Point annotation records:
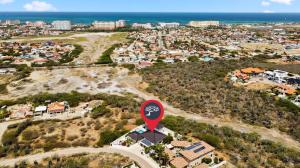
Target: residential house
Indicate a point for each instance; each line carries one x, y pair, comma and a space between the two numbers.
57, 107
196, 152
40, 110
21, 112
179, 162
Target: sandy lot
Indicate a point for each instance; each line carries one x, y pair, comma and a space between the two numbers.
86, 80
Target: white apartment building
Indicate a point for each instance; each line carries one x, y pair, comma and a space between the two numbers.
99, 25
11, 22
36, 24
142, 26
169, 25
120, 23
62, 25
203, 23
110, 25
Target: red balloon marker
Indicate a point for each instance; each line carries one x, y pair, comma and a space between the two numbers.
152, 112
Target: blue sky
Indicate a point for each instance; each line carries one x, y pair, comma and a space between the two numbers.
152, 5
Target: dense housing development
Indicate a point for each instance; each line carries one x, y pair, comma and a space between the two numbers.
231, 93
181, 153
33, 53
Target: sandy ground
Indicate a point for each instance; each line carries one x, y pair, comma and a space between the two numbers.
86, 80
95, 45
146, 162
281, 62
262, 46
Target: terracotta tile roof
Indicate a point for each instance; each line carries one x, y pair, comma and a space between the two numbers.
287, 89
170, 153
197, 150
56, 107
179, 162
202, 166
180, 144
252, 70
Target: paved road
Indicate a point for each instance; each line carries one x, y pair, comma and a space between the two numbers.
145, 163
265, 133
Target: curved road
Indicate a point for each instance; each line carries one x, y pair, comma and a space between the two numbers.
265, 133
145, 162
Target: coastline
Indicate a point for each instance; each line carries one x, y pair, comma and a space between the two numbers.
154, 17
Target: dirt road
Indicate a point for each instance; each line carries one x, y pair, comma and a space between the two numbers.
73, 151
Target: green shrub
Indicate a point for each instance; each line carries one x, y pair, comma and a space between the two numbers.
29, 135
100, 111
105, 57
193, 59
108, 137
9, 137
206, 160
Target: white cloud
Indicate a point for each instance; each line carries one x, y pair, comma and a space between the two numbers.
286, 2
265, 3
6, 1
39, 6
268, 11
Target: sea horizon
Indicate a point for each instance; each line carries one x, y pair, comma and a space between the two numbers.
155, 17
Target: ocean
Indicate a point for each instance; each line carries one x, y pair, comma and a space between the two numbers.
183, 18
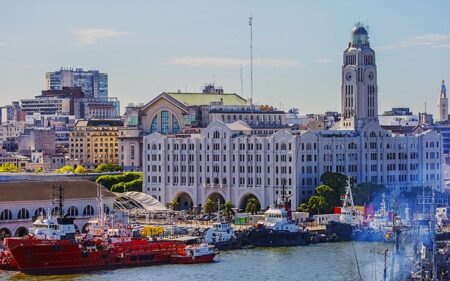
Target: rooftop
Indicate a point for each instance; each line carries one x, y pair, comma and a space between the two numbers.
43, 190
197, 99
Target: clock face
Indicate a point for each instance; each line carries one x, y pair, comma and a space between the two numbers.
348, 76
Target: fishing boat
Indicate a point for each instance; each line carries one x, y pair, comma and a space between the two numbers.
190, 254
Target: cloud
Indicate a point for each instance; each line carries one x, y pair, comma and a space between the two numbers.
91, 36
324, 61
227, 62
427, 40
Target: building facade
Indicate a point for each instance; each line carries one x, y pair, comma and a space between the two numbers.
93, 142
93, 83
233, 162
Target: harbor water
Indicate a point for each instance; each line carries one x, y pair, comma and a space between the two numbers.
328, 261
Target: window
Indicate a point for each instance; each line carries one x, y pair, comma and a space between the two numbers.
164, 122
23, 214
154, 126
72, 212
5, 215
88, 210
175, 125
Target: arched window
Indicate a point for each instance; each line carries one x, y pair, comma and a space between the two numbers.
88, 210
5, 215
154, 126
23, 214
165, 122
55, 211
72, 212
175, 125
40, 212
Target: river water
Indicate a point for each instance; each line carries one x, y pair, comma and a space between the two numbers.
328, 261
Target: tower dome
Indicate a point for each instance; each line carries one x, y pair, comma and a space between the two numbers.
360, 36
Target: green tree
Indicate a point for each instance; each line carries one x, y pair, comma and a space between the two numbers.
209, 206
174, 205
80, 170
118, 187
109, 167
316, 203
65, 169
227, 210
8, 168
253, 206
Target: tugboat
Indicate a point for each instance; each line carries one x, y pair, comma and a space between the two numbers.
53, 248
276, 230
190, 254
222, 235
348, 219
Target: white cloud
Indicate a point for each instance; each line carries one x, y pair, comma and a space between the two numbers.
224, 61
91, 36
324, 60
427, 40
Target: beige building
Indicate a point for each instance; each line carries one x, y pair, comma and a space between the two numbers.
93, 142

...

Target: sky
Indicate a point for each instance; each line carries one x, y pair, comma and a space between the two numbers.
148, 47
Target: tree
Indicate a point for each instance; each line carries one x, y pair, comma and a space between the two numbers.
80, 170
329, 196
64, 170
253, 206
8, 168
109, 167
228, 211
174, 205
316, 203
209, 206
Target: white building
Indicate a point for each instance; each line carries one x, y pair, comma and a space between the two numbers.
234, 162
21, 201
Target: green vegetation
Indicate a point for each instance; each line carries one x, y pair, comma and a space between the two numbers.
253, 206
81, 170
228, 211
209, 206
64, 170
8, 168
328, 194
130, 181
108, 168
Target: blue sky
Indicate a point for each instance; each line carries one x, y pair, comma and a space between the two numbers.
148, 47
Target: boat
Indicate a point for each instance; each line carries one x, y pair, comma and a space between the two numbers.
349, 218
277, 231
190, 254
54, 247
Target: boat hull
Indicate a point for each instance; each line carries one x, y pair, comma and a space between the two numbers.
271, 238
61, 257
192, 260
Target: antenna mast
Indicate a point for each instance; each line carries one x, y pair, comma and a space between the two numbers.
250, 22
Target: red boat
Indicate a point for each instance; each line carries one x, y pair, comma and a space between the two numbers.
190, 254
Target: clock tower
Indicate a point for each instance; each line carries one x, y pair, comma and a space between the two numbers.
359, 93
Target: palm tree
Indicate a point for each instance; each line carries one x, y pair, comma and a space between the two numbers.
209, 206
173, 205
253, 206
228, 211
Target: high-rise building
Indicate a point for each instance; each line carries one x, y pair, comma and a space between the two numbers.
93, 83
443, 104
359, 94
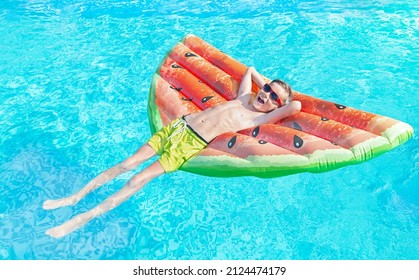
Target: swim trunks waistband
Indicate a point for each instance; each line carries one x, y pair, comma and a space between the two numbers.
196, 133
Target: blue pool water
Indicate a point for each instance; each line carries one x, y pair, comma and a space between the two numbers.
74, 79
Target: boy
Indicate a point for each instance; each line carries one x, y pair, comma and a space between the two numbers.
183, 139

§ PROBLEM: Please pull out every line of the records that contains the word "road", treating case as significant.

§ ANSWER TO THE EXERCISE:
Target: paved road
Target: curved road
Target: dirt road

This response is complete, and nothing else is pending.